Present the records from the line containing "At your convenience, could you detect the oriel" up to and including the line containing "428, 449, 531, 580" as a numbered list, omitting blank lines.
★ ★ ★ ★ ★ ★ ★
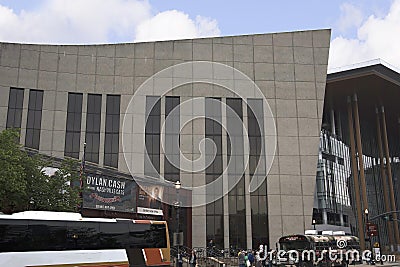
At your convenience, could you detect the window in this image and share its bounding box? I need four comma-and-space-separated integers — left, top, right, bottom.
104, 95, 121, 168
85, 94, 101, 163
6, 88, 24, 128
247, 99, 269, 249
205, 98, 224, 248
64, 93, 82, 159
25, 89, 43, 149
164, 96, 180, 182
226, 98, 247, 249
144, 96, 161, 177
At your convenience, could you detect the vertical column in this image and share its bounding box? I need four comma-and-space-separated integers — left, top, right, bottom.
353, 94, 368, 209
160, 96, 166, 178
381, 106, 400, 249
221, 98, 229, 251
347, 97, 365, 250
375, 108, 394, 249
243, 103, 252, 251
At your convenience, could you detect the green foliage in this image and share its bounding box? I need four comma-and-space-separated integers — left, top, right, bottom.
0, 129, 81, 213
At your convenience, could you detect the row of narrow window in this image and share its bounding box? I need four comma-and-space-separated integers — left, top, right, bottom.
6, 88, 121, 168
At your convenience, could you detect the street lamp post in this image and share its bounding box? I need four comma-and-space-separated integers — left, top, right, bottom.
364, 209, 375, 265
175, 181, 181, 267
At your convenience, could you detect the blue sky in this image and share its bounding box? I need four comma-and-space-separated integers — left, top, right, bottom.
0, 0, 400, 68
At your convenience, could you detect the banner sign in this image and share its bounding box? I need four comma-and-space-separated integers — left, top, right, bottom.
137, 185, 164, 215
83, 174, 136, 212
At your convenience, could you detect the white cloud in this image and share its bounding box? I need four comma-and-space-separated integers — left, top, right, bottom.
0, 0, 219, 44
338, 3, 363, 32
136, 10, 220, 41
329, 0, 400, 69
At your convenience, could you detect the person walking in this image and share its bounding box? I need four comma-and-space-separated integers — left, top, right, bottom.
247, 251, 254, 266
189, 250, 197, 267
238, 250, 246, 267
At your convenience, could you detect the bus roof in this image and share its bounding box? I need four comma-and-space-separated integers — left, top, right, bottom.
0, 210, 165, 224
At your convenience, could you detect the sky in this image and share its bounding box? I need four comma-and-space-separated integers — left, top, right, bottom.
0, 0, 400, 69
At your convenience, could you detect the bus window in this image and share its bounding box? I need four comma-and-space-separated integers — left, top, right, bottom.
280, 240, 310, 251
99, 222, 129, 249
67, 221, 101, 249
129, 224, 167, 248
29, 220, 67, 251
0, 220, 32, 252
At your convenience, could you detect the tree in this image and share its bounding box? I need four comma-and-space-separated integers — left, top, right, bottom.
0, 129, 81, 213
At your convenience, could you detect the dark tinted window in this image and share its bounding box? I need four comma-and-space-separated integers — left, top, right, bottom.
66, 222, 100, 250
25, 89, 43, 149
85, 94, 101, 163
144, 96, 161, 177
205, 98, 224, 248
104, 95, 121, 168
29, 220, 67, 251
64, 93, 83, 159
164, 96, 180, 182
0, 219, 31, 252
129, 223, 167, 248
6, 88, 24, 128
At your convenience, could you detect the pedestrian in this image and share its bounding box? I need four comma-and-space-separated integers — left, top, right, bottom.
247, 251, 254, 266
238, 250, 246, 267
178, 254, 183, 267
189, 250, 197, 267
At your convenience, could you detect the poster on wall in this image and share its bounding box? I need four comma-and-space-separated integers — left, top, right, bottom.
137, 185, 164, 216
83, 174, 136, 212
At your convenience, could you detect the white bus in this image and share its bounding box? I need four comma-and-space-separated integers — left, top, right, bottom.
0, 211, 170, 267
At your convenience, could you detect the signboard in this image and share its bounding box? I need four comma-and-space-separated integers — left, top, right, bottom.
137, 185, 164, 216
83, 174, 136, 215
367, 223, 378, 236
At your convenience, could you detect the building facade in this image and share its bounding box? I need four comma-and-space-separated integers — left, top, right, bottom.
313, 60, 400, 251
0, 30, 332, 251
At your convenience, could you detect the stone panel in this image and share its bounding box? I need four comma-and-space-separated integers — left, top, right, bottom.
39, 52, 58, 71
278, 156, 300, 175
254, 63, 274, 81
37, 71, 57, 90
268, 195, 282, 216
58, 54, 78, 73
280, 175, 302, 198
272, 32, 293, 46
267, 174, 281, 198
78, 56, 96, 74
0, 44, 21, 68
297, 100, 317, 118
296, 82, 317, 99
281, 195, 303, 216
275, 81, 296, 99
213, 43, 233, 62
173, 40, 192, 61
96, 57, 114, 75
276, 99, 297, 118
278, 136, 299, 156
294, 64, 315, 82
282, 215, 304, 235
276, 118, 299, 136
253, 34, 272, 45
254, 45, 274, 63
274, 46, 293, 64
233, 45, 253, 62
274, 64, 294, 82
18, 69, 38, 88
294, 47, 314, 64
293, 31, 312, 47
0, 66, 18, 86
20, 49, 39, 70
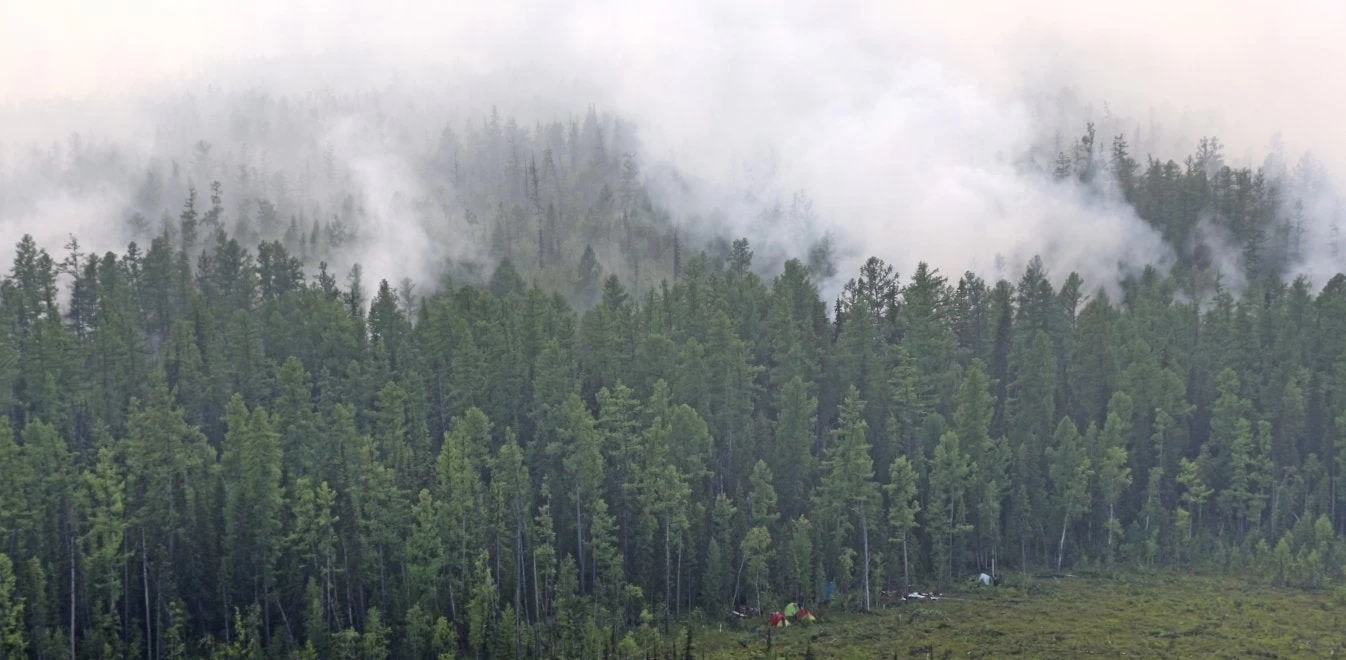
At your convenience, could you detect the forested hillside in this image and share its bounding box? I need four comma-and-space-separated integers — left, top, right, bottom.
0, 109, 1346, 659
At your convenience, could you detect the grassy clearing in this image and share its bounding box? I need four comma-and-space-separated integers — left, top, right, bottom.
697, 574, 1346, 659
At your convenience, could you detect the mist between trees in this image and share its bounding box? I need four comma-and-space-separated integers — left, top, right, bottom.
0, 100, 1346, 657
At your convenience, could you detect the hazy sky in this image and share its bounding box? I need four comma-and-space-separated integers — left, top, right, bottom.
0, 0, 1346, 170
0, 0, 1346, 289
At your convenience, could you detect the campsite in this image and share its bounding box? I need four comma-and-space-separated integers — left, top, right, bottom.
697, 571, 1346, 659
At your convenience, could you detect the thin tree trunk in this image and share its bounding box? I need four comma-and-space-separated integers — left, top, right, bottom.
140, 527, 155, 660
66, 522, 75, 660
860, 501, 870, 612
902, 533, 911, 594
664, 513, 673, 634
575, 488, 584, 594
674, 536, 682, 620
1057, 505, 1070, 571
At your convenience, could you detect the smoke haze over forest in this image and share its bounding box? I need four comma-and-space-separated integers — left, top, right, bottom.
0, 0, 1346, 290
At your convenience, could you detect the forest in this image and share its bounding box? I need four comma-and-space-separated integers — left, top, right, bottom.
0, 100, 1346, 659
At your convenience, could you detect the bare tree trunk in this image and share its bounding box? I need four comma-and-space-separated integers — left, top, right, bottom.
140, 527, 152, 660
664, 513, 673, 634
1057, 505, 1070, 571
575, 488, 584, 594
66, 522, 75, 660
860, 500, 870, 612
902, 535, 911, 594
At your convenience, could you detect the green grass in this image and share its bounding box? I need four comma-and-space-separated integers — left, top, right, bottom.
697, 572, 1346, 659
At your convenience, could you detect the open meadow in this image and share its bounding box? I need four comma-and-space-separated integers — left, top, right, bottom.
699, 574, 1346, 659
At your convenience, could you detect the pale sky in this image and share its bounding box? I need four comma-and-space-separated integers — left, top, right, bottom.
0, 0, 1346, 288
0, 0, 1346, 171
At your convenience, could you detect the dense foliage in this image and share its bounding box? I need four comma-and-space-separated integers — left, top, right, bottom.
0, 114, 1346, 659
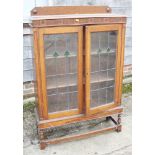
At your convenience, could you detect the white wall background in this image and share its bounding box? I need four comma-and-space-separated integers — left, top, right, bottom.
23, 0, 132, 82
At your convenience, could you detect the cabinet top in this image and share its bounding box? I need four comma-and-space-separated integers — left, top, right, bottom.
31, 6, 111, 16
31, 6, 126, 27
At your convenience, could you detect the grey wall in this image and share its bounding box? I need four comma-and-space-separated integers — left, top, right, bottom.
23, 0, 132, 82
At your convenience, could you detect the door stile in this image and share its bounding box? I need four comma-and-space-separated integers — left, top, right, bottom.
85, 27, 91, 115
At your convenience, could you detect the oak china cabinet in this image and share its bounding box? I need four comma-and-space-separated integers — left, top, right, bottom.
31, 6, 126, 149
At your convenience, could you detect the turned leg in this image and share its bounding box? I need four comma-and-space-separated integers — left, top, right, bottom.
106, 116, 110, 121
39, 131, 47, 150
116, 114, 122, 132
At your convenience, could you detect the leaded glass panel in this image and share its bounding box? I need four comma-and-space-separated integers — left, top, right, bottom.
44, 33, 78, 113
90, 31, 117, 108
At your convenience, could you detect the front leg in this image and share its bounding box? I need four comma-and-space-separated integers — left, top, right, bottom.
39, 130, 47, 150
116, 114, 122, 132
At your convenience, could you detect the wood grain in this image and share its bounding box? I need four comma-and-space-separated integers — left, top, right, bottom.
38, 106, 123, 129
31, 6, 111, 16
41, 126, 117, 144
39, 26, 83, 119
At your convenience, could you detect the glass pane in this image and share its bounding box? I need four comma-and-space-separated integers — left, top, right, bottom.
91, 31, 117, 108
44, 33, 78, 113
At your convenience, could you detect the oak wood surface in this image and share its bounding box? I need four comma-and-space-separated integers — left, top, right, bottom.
118, 24, 126, 105
41, 126, 117, 144
38, 106, 123, 129
39, 26, 83, 119
33, 29, 45, 120
31, 6, 111, 16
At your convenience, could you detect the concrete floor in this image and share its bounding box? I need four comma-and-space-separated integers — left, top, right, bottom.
24, 94, 132, 155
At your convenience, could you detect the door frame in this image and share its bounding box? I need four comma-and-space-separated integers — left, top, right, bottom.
85, 24, 123, 115
35, 26, 83, 120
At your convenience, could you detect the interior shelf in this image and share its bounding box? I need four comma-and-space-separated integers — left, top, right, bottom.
47, 71, 114, 90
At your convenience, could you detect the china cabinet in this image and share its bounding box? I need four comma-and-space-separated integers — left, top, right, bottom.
31, 6, 126, 149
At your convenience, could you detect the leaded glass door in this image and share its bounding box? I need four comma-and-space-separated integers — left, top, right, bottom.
39, 27, 83, 118
86, 24, 121, 114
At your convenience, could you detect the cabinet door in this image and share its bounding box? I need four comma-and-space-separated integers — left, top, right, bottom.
85, 24, 121, 114
39, 27, 83, 118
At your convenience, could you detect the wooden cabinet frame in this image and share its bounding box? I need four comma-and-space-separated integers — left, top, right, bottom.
36, 26, 83, 119
31, 6, 126, 149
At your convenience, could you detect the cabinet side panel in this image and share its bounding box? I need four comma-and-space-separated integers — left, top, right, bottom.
33, 29, 43, 120
118, 24, 126, 104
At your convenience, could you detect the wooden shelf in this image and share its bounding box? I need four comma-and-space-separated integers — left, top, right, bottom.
45, 55, 77, 60
47, 75, 114, 90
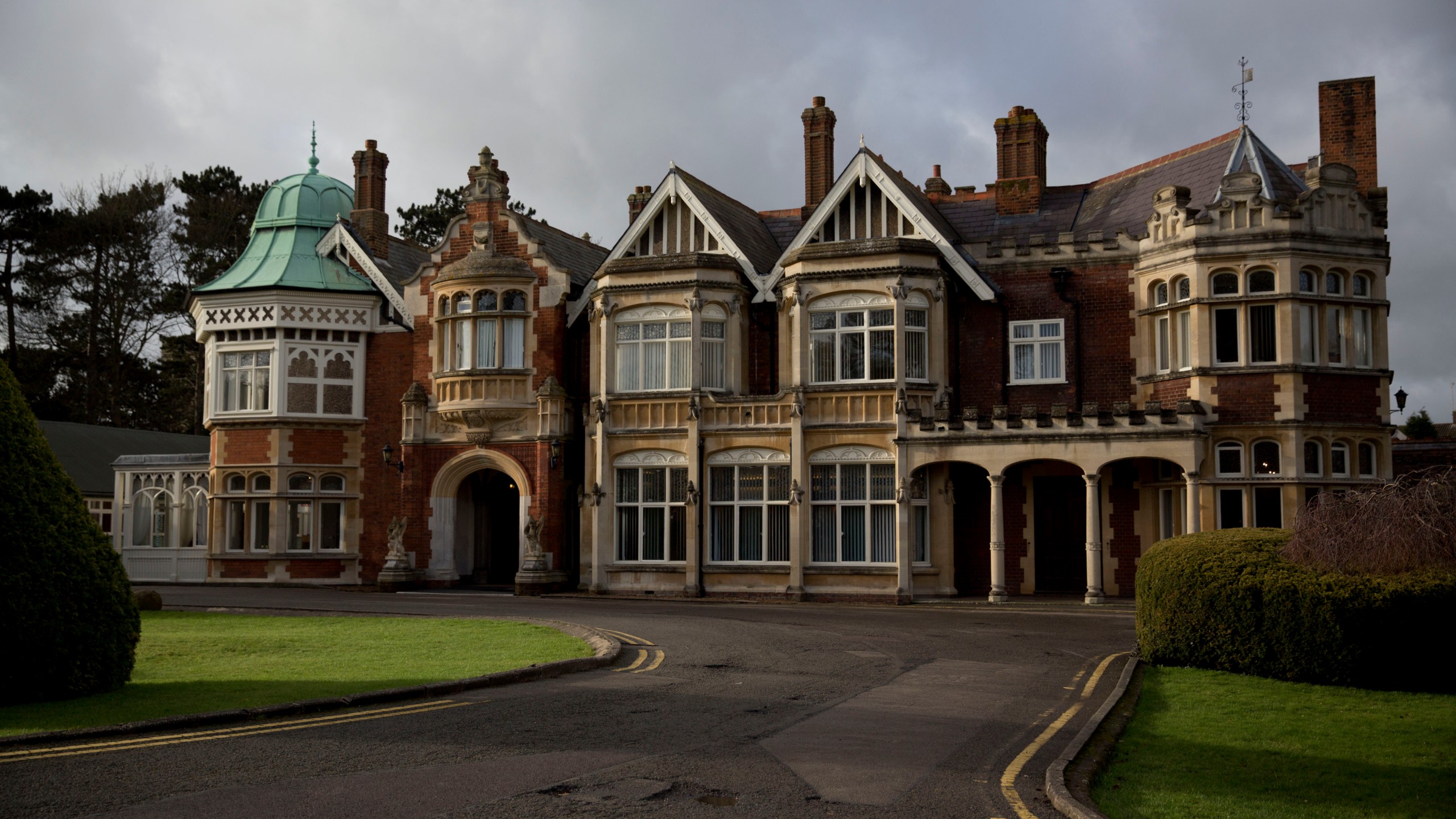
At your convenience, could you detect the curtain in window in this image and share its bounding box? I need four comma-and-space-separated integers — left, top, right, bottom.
475, 319, 497, 367
504, 319, 526, 369
869, 504, 895, 562
839, 506, 865, 562
814, 506, 839, 562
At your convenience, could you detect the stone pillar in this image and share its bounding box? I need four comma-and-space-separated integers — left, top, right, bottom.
1082, 475, 1102, 605
1184, 472, 1203, 535
986, 475, 1006, 603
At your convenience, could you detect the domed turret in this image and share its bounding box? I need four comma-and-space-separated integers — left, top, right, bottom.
193, 126, 374, 293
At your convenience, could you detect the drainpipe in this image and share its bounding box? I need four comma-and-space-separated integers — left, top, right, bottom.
1051, 267, 1082, 412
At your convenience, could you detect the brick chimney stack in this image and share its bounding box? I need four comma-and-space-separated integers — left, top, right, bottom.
799, 96, 834, 218
925, 165, 952, 202
1319, 77, 1380, 194
349, 140, 389, 259
996, 105, 1047, 216
627, 185, 652, 228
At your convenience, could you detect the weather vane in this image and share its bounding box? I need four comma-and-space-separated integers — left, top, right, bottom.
1233, 57, 1254, 124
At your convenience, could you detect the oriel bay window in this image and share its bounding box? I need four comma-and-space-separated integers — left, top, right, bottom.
613, 452, 689, 562
809, 446, 895, 562
217, 350, 272, 412
437, 290, 530, 370
708, 449, 791, 562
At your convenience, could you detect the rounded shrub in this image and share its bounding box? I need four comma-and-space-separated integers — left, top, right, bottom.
1137, 529, 1456, 691
0, 363, 141, 705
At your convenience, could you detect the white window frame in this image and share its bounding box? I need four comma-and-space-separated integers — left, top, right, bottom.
214, 345, 278, 417
705, 449, 795, 564
806, 446, 899, 565
611, 450, 692, 564
1006, 319, 1067, 384
808, 299, 897, 384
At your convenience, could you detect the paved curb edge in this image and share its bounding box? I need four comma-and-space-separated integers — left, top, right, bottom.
0, 618, 622, 747
1047, 654, 1139, 819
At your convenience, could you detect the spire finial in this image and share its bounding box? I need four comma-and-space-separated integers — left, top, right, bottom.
309, 121, 319, 173
1233, 57, 1254, 125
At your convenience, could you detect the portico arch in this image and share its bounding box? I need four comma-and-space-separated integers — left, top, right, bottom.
428, 449, 531, 580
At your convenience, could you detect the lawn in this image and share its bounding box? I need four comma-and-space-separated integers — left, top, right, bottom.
0, 612, 591, 736
1092, 668, 1456, 819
★ ★ ★ ★ ★ ★ ★
Task solution:
1. At your convenience, could you detect the oriel bay window in this image and share its bounding box? I need four comma-and-space-separated integers — left, top, right, bottom.
2. 613, 452, 689, 562
3. 809, 446, 895, 562
4. 217, 350, 272, 412
5. 437, 290, 530, 370
6. 708, 449, 791, 562
7. At your convenience, could you detect the rounded shrub in this image and share its bounding box? I need four comma-and-space-separated integers — left, top, right, bottom.
8. 1137, 529, 1456, 691
9. 0, 363, 141, 705
10. At your convenience, could you detect the white window frame in this image and share its bounding box? I need four comma-and-space-separated integers — left, top, right, bottom.
11. 214, 345, 278, 417
12. 705, 449, 795, 564
13. 806, 446, 899, 565
14. 611, 450, 692, 564
15. 1006, 319, 1067, 384
16. 808, 299, 897, 384
17. At your convenience, could you detect the paved curb edge in this image and share its bounding box? I need four comma-and-space-separated integers — left, top, right, bottom.
18. 0, 618, 622, 747
19. 1047, 654, 1139, 819
20. At your convenience, could you detect the spire finial in this image and share its bounding box? I need four comma-and-space-separated integers — left, top, right, bottom.
21. 309, 121, 319, 173
22. 1233, 57, 1254, 125
23. At your convenience, could you detect the portico arch in this image and share its bounding box? I need four comma-and-space-separated integers — left, top, right, bottom.
24. 428, 449, 531, 580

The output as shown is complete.